---------- DATA PROVIDED ----------

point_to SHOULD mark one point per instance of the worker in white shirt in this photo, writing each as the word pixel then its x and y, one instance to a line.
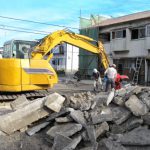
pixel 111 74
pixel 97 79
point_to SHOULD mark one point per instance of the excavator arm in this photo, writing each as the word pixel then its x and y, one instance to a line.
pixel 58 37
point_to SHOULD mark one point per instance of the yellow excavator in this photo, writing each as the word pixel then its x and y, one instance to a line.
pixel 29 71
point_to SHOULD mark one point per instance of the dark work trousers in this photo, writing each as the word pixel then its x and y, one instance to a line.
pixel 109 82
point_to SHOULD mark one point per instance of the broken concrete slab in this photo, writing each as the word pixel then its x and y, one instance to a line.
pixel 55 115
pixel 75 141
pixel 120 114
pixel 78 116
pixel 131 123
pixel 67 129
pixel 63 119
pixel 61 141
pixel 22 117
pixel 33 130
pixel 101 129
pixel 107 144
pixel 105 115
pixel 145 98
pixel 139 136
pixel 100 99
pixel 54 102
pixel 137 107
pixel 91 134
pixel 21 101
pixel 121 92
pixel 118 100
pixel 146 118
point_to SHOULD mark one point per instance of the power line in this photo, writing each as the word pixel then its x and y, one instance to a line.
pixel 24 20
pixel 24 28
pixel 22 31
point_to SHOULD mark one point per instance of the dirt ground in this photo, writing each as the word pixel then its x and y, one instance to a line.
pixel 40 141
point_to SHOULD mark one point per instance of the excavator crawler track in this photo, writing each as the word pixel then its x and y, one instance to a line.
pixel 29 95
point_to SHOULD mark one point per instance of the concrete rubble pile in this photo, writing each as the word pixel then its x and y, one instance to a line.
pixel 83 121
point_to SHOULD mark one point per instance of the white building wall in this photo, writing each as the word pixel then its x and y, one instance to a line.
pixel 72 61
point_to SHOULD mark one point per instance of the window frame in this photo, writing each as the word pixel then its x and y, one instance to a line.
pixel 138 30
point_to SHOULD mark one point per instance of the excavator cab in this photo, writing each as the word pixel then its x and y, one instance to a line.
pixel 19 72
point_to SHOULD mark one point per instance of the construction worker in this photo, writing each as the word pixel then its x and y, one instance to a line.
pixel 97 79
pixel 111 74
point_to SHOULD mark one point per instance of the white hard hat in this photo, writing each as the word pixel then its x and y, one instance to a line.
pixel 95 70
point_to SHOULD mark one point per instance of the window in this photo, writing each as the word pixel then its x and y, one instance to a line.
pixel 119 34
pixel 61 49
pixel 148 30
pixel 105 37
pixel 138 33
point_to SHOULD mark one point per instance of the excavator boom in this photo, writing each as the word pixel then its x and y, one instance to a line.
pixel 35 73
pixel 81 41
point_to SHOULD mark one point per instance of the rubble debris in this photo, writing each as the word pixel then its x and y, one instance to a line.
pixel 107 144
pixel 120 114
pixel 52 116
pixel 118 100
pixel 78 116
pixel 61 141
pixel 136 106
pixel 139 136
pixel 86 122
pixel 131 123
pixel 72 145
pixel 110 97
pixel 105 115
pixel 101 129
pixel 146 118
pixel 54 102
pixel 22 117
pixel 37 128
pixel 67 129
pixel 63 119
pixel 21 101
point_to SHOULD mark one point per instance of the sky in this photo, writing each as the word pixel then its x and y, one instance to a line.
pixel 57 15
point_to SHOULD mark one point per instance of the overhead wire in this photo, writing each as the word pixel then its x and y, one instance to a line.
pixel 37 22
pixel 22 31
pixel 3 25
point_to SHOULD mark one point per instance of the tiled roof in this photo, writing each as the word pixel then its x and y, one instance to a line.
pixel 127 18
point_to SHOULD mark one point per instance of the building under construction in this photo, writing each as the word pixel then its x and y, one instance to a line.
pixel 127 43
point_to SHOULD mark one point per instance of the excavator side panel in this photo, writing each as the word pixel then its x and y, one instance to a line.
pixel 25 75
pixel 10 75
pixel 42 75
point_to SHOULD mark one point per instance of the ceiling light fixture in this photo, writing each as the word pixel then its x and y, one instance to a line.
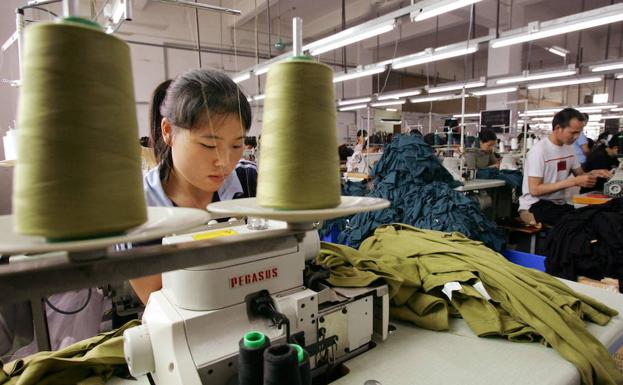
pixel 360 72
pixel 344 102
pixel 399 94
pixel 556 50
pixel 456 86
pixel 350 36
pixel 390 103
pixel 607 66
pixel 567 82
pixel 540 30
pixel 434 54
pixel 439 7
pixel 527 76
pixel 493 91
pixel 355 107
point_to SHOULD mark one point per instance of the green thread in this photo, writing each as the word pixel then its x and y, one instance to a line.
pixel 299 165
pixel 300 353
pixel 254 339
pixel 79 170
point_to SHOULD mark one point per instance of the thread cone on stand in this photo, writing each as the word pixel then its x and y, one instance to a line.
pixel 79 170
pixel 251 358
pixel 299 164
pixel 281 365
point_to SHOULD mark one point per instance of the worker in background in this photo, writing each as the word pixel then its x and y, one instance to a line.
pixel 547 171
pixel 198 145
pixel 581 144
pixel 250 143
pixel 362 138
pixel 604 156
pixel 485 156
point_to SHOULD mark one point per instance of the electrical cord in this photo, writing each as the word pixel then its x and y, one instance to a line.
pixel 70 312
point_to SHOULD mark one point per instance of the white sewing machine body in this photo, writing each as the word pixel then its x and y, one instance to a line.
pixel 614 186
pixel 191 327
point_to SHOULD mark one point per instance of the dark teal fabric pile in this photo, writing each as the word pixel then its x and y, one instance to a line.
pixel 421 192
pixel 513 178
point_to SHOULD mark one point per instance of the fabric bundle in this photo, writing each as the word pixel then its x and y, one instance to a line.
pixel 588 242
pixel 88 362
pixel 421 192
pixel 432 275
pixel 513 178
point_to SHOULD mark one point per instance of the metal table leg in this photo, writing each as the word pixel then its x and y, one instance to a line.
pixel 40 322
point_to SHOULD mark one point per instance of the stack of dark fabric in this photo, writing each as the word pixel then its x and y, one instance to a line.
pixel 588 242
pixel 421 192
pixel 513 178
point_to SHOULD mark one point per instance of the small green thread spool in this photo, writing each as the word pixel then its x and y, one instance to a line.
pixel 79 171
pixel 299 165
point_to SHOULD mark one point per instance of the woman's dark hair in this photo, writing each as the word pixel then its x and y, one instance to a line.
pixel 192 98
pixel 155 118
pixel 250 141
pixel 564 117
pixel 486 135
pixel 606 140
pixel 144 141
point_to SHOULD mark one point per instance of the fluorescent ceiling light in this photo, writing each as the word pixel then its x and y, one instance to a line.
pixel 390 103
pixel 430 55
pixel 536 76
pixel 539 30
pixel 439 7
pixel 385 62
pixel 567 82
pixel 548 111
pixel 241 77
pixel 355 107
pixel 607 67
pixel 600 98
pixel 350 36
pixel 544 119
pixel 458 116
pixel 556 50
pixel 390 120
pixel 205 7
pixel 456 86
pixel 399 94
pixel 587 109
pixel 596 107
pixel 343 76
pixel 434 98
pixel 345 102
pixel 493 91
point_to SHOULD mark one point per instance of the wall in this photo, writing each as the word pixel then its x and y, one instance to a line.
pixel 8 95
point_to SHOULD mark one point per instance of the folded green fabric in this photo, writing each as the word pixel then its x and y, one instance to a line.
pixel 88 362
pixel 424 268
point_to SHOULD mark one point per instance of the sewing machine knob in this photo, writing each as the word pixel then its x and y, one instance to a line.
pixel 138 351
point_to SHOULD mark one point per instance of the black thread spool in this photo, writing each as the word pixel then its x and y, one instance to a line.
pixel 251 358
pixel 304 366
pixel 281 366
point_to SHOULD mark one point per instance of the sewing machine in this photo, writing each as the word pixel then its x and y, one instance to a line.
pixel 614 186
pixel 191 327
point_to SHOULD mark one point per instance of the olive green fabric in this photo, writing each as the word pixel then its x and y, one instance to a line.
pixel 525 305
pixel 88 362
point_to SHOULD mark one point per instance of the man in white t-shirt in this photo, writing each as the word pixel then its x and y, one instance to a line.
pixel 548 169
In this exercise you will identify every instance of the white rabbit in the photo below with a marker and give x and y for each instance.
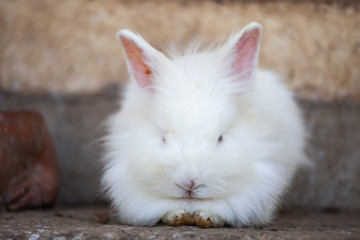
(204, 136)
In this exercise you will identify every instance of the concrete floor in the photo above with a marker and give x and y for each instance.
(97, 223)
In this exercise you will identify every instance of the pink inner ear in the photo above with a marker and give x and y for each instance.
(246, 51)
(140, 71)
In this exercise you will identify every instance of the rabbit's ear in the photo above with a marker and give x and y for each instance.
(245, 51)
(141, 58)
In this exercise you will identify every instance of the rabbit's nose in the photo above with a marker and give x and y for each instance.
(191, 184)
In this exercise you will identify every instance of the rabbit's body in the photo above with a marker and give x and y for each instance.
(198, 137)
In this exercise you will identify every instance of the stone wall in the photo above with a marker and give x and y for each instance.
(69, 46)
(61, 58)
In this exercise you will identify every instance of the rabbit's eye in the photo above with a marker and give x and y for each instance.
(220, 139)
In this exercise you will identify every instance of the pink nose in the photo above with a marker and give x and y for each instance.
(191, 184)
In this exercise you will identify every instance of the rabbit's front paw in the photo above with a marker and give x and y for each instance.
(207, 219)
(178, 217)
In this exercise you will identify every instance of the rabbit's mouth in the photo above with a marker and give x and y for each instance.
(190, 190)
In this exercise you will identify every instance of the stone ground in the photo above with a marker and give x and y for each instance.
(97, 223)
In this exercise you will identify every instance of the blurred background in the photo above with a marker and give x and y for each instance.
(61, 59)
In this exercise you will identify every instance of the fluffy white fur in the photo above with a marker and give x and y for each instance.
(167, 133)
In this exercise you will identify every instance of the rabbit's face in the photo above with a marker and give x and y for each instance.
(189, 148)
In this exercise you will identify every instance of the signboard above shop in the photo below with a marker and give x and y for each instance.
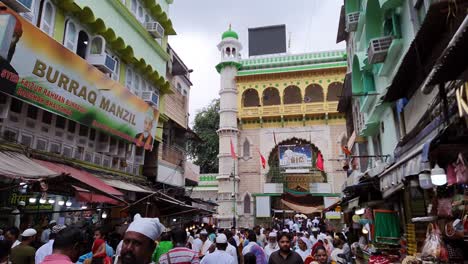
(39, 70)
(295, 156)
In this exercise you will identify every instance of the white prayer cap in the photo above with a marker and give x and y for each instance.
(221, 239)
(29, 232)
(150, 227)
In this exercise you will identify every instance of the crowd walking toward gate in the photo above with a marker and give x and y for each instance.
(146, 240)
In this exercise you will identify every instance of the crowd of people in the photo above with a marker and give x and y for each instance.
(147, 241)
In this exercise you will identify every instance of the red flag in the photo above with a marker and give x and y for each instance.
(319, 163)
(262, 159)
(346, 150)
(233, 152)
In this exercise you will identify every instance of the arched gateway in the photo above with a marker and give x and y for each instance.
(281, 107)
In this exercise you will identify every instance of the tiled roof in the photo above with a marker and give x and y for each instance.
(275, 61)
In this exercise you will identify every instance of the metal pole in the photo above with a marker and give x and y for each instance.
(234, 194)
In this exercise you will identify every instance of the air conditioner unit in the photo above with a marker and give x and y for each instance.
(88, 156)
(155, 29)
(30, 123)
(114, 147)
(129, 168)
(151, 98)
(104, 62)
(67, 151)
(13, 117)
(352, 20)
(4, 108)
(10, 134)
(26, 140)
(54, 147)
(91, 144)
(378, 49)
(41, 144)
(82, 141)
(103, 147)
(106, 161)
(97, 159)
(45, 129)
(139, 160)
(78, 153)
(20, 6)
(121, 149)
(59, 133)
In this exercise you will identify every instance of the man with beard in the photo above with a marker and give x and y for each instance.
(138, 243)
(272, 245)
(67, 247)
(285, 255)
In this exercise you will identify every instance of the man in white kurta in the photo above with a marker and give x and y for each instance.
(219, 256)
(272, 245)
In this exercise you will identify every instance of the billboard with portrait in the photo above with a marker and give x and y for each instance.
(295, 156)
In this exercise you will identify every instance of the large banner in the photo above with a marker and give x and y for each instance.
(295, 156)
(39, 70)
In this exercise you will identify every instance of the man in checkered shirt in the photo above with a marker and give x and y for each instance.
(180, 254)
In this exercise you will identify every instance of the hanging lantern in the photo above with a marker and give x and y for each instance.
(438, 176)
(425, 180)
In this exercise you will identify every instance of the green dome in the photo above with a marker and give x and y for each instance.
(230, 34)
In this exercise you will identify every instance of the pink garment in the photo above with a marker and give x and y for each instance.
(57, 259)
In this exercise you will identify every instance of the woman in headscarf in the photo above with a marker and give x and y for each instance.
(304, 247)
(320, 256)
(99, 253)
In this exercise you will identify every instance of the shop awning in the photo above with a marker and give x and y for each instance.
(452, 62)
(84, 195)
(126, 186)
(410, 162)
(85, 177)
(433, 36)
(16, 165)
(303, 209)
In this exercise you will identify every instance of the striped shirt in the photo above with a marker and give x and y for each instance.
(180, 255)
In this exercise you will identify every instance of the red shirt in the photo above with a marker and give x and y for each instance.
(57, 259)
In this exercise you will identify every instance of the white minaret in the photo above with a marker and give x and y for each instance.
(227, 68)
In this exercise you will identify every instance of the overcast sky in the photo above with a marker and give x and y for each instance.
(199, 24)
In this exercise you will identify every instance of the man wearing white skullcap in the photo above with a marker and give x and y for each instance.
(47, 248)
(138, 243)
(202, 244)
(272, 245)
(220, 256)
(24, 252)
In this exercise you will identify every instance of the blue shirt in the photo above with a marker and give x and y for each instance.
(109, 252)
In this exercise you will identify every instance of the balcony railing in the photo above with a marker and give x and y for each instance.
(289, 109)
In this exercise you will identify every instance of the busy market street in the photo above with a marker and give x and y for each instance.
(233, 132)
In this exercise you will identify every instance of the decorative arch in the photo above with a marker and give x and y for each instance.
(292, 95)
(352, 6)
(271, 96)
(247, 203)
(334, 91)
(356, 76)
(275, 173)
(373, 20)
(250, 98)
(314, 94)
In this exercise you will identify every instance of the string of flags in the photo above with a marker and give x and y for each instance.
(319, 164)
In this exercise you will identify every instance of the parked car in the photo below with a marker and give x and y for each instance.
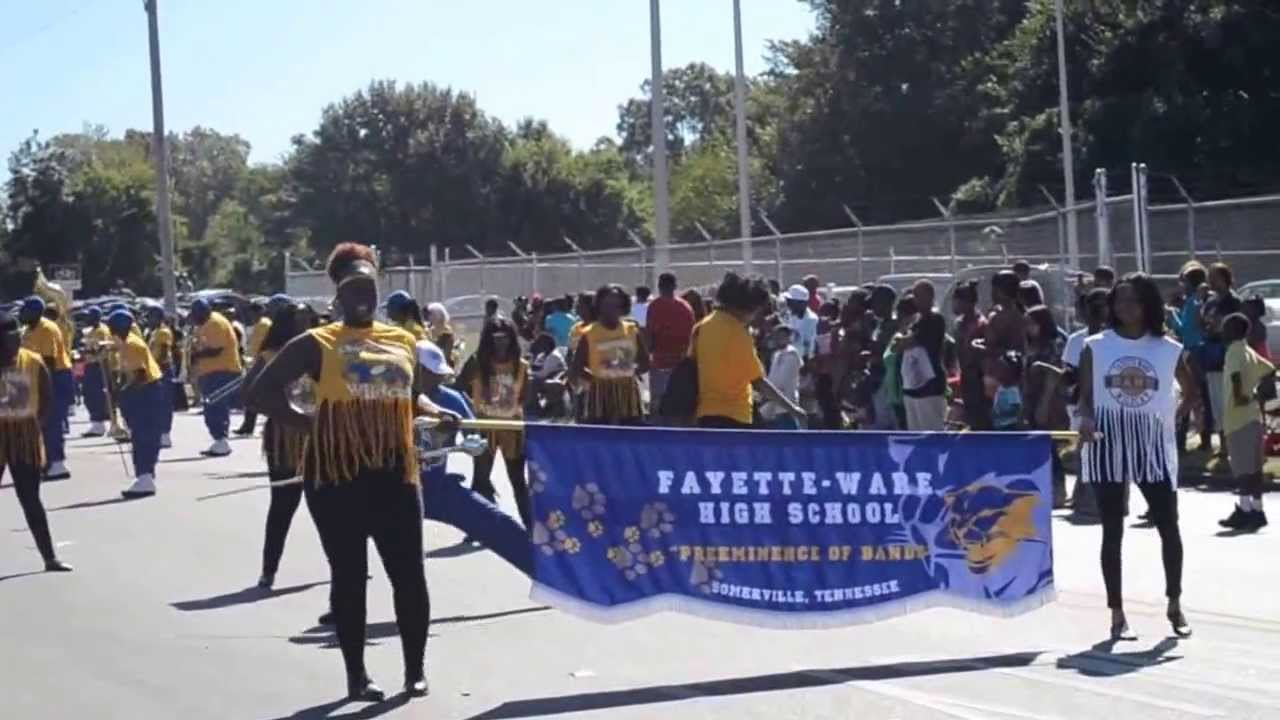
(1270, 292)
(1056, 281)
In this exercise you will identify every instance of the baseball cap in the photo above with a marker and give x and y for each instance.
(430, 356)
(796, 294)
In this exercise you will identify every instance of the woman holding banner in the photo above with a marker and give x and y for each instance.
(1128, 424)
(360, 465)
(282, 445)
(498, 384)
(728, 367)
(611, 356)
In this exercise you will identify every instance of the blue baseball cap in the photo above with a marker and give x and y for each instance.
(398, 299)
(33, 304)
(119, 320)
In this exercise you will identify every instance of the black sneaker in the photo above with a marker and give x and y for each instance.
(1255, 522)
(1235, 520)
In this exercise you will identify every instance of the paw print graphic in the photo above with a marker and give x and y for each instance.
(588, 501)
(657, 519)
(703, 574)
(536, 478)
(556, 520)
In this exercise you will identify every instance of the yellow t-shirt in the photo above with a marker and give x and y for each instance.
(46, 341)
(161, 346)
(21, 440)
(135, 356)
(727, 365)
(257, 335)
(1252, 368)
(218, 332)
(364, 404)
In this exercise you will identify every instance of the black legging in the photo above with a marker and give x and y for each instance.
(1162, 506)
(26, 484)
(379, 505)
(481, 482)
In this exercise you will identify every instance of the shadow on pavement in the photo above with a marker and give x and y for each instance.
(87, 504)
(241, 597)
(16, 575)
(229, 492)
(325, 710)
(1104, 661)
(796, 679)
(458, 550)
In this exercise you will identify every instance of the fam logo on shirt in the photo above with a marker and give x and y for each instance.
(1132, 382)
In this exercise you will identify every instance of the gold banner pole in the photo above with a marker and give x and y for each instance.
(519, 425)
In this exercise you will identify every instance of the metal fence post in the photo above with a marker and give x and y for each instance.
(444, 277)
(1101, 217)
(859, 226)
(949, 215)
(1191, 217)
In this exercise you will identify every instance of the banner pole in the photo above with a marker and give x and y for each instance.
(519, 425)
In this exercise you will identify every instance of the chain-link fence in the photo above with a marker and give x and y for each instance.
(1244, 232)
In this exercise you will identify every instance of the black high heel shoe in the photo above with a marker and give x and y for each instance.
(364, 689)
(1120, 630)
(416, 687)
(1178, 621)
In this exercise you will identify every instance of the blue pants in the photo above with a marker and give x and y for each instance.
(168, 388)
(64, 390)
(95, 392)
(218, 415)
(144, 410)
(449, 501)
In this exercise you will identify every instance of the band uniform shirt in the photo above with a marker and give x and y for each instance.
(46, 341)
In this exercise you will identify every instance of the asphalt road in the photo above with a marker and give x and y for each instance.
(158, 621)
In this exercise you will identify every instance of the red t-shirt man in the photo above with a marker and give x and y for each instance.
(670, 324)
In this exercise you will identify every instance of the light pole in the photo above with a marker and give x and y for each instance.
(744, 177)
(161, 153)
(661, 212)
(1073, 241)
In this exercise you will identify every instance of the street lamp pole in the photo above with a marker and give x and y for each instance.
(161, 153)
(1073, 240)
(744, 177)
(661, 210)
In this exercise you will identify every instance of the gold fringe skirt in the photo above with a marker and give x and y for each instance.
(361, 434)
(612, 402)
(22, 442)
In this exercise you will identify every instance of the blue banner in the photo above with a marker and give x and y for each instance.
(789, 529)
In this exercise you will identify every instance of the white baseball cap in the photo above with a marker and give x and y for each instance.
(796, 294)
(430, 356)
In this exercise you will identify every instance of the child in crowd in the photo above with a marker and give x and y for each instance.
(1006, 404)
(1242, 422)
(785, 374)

----------

[PROBLEM]
Write out the stretch of lines from the one containing "point_to SHOULD mark one point per instance of the folded" through the one containing "pixel 281 366", swapping "black thread spool" for "white thread spool" and keeping everything else the same.

[OUTPUT]
point_to SHOULD mark one point per instance of the folded green fabric in this photo, writing each as the word pixel then its x and y, one instance to a line.
pixel 88 362
pixel 424 268
point_to SHOULD mark one point per instance of the sewing machine knob in this photo, writing each as the word pixel then its x and y, one instance to a line.
pixel 138 351
point_to SHOULD mark one point per instance of the white thread spool in this photo, writing each as the word pixel then its x and y, one instance to a line.
pixel 251 358
pixel 304 366
pixel 281 366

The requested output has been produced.